• _What the task requires_
Take the entries that follow and return exactly the lines from the one holding "positive clicks: (438, 482)" through the one holding "box: [635, 364, 649, 474]", both included. Nothing else is needed.

• _Records_
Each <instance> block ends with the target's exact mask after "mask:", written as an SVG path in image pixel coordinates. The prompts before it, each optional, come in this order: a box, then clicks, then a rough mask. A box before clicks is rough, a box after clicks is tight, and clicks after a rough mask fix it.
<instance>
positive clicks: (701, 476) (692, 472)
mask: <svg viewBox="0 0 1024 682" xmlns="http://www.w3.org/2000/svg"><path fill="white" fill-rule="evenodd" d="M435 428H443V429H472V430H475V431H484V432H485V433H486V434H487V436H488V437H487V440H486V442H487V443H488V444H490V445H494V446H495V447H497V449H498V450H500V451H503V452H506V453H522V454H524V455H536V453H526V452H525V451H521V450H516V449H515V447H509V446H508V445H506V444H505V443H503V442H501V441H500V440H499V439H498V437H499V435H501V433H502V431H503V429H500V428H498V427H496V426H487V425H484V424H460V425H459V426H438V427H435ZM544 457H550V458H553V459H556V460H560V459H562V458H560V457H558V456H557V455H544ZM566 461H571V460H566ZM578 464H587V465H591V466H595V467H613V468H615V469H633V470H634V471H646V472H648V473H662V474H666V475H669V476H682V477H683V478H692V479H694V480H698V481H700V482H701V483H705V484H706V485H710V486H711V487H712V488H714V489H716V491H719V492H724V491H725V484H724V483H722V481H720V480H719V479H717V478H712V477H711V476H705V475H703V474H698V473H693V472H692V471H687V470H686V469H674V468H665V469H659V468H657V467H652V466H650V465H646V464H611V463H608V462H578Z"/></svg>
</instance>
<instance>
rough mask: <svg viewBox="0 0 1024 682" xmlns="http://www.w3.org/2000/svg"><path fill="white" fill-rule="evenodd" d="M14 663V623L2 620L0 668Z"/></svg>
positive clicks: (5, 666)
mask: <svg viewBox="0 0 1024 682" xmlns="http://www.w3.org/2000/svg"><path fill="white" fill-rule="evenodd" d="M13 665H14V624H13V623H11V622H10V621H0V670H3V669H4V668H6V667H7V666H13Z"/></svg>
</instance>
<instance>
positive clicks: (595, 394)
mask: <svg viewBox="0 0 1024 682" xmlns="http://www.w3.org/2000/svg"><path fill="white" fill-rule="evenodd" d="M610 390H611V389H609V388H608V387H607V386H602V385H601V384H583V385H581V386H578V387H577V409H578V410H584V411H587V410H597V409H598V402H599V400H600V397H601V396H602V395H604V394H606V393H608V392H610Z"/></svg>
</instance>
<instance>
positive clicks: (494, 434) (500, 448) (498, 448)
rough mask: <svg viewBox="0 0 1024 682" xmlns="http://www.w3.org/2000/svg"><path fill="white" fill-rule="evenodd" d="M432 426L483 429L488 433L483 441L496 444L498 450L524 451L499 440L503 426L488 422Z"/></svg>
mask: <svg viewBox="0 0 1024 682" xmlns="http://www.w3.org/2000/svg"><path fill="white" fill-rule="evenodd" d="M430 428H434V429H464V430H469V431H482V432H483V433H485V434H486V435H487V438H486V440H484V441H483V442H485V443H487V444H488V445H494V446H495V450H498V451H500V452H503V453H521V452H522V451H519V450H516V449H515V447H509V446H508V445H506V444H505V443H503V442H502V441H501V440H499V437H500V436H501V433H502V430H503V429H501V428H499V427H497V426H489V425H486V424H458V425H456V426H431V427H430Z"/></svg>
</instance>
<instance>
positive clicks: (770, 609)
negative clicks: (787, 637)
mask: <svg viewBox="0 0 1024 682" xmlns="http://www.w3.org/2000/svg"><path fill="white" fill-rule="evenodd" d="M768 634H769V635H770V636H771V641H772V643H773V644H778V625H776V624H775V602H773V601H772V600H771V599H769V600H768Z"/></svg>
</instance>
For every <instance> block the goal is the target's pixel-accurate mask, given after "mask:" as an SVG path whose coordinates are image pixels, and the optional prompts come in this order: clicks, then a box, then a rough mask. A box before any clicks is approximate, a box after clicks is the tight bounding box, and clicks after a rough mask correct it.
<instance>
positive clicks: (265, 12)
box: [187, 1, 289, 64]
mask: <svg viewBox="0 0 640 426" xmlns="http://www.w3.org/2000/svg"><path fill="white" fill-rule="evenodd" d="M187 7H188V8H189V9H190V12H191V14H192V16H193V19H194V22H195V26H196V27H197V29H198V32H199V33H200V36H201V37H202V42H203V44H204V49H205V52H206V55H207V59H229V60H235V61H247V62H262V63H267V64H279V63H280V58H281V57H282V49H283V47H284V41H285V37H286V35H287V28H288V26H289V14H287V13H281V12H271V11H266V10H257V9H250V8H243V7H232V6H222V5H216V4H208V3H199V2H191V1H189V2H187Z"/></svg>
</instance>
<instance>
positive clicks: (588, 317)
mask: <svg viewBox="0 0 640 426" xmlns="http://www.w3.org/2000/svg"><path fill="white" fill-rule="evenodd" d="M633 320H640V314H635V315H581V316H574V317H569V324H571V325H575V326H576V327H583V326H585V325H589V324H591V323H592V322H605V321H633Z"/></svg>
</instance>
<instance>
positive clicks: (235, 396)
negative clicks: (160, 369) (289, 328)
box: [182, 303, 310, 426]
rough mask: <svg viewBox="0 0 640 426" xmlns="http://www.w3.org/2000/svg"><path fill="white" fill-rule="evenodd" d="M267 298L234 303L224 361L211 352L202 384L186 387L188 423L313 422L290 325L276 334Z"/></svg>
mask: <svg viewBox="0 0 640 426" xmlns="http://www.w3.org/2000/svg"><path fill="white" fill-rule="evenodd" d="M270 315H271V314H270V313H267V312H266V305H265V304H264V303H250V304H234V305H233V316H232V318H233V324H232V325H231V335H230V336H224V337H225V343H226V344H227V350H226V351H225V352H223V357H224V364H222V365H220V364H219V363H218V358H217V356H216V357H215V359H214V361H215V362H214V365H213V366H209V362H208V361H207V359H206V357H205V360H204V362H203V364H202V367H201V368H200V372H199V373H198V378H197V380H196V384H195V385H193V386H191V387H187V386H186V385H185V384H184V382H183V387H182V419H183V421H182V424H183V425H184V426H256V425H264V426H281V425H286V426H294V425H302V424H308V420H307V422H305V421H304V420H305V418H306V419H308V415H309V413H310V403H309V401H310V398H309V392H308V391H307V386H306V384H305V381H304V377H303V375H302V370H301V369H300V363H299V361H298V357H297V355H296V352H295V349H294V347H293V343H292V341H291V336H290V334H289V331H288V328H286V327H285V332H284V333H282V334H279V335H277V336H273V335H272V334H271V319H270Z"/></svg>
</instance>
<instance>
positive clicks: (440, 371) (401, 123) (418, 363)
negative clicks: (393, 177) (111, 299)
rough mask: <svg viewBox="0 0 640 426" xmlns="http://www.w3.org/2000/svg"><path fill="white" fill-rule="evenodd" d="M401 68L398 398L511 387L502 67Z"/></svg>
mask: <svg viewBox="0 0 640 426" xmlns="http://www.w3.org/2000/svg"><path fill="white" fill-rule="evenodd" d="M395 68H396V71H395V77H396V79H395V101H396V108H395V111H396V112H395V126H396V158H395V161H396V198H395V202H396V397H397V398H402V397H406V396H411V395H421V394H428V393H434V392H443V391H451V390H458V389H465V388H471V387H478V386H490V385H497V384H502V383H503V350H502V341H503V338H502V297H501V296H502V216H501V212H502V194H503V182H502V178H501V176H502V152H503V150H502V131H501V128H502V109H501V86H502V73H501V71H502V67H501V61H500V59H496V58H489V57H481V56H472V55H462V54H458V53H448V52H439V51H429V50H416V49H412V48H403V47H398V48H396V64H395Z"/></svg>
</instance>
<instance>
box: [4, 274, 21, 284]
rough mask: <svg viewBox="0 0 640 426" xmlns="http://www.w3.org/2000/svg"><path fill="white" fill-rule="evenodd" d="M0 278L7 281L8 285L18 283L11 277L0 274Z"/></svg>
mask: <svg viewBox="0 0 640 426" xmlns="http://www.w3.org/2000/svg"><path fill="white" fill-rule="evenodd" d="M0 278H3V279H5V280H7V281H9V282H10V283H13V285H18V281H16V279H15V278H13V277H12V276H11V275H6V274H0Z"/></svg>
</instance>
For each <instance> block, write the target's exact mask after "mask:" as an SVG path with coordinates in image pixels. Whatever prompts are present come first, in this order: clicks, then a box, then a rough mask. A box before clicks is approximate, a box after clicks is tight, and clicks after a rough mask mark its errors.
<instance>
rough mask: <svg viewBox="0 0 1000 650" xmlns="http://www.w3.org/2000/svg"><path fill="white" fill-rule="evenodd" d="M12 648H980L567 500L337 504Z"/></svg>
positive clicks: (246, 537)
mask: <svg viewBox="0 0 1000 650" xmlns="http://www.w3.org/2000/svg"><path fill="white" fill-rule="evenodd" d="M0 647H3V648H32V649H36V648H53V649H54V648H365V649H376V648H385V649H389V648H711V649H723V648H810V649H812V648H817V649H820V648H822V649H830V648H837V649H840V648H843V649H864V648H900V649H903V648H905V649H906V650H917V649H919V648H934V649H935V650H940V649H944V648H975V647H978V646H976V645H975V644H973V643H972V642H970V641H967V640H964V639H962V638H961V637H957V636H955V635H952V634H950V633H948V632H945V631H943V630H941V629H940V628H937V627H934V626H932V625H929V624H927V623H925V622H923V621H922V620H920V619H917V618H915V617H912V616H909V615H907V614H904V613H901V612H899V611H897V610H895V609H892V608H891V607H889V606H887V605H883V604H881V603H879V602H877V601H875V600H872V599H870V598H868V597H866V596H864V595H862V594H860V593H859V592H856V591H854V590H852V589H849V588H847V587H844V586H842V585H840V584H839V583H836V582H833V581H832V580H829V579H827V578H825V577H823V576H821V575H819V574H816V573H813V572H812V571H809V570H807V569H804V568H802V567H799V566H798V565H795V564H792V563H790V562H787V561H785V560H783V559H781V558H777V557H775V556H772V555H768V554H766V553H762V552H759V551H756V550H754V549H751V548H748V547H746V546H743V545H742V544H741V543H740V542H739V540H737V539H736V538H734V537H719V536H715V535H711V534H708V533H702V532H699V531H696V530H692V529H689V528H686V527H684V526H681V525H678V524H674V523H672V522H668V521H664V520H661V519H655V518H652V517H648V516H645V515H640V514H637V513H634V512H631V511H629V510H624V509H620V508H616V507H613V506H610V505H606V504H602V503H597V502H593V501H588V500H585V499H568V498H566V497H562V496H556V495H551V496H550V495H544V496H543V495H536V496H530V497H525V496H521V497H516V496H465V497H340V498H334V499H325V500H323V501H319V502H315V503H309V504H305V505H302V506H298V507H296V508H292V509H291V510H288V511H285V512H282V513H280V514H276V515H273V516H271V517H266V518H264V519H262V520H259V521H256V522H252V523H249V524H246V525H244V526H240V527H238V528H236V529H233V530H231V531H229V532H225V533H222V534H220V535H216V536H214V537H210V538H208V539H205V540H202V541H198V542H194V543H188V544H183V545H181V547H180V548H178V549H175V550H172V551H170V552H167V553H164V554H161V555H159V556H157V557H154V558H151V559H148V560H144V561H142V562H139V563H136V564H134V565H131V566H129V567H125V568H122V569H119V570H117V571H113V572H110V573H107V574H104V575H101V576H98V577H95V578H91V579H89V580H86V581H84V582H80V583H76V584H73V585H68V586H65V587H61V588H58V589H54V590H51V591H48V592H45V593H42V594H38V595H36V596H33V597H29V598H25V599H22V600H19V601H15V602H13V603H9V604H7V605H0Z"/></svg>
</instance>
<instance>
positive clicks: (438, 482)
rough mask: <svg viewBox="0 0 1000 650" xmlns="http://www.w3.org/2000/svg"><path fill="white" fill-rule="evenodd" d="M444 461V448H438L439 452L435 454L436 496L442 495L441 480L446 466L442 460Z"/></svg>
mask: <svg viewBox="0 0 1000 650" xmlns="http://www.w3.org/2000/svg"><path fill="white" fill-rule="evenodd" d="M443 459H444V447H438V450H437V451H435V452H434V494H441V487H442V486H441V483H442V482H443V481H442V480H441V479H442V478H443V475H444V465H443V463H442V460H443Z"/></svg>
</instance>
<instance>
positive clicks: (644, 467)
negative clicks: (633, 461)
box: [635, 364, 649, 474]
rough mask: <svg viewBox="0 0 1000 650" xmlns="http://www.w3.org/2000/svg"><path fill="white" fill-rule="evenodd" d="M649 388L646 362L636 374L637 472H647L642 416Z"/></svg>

• _Result for this exercise_
positive clicks: (438, 482)
rough mask: <svg viewBox="0 0 1000 650" xmlns="http://www.w3.org/2000/svg"><path fill="white" fill-rule="evenodd" d="M444 461V448H438L439 452L435 454L436 496L442 495L441 480L446 466L442 460Z"/></svg>
mask: <svg viewBox="0 0 1000 650" xmlns="http://www.w3.org/2000/svg"><path fill="white" fill-rule="evenodd" d="M443 459H444V447H438V450H437V451H435V452H434V494H441V487H442V486H441V483H442V482H443V481H442V480H441V479H442V478H443V475H444V465H443V463H442V460H443Z"/></svg>
</instance>
<instance>
positive clicks: (644, 467)
negative clicks: (633, 461)
box: [635, 364, 649, 474]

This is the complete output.